- _Exercise directions_: Count how many lines in the following data hold the word "house". Your answer is the number and nothing else.

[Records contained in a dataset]
○ ○ ○ ○ ○

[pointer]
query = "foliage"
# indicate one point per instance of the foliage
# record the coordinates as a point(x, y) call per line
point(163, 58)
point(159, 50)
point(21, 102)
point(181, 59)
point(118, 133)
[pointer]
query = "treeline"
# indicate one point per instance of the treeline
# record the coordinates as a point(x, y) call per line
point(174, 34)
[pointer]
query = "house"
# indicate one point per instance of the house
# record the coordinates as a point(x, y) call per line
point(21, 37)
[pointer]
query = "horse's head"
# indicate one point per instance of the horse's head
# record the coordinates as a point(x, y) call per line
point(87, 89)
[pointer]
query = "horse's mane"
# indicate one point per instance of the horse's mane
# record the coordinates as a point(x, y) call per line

○ ○ ○ ○ ○

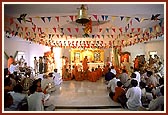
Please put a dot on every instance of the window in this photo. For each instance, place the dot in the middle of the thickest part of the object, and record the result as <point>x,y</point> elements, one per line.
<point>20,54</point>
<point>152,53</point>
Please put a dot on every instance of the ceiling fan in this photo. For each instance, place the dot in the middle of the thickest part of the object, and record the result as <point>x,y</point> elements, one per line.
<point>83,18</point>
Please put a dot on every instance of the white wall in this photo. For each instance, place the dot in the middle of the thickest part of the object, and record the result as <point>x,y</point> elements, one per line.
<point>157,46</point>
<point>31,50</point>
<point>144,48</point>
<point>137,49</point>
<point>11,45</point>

○ ○ ○ ○ ○

- _Exercise output_: 2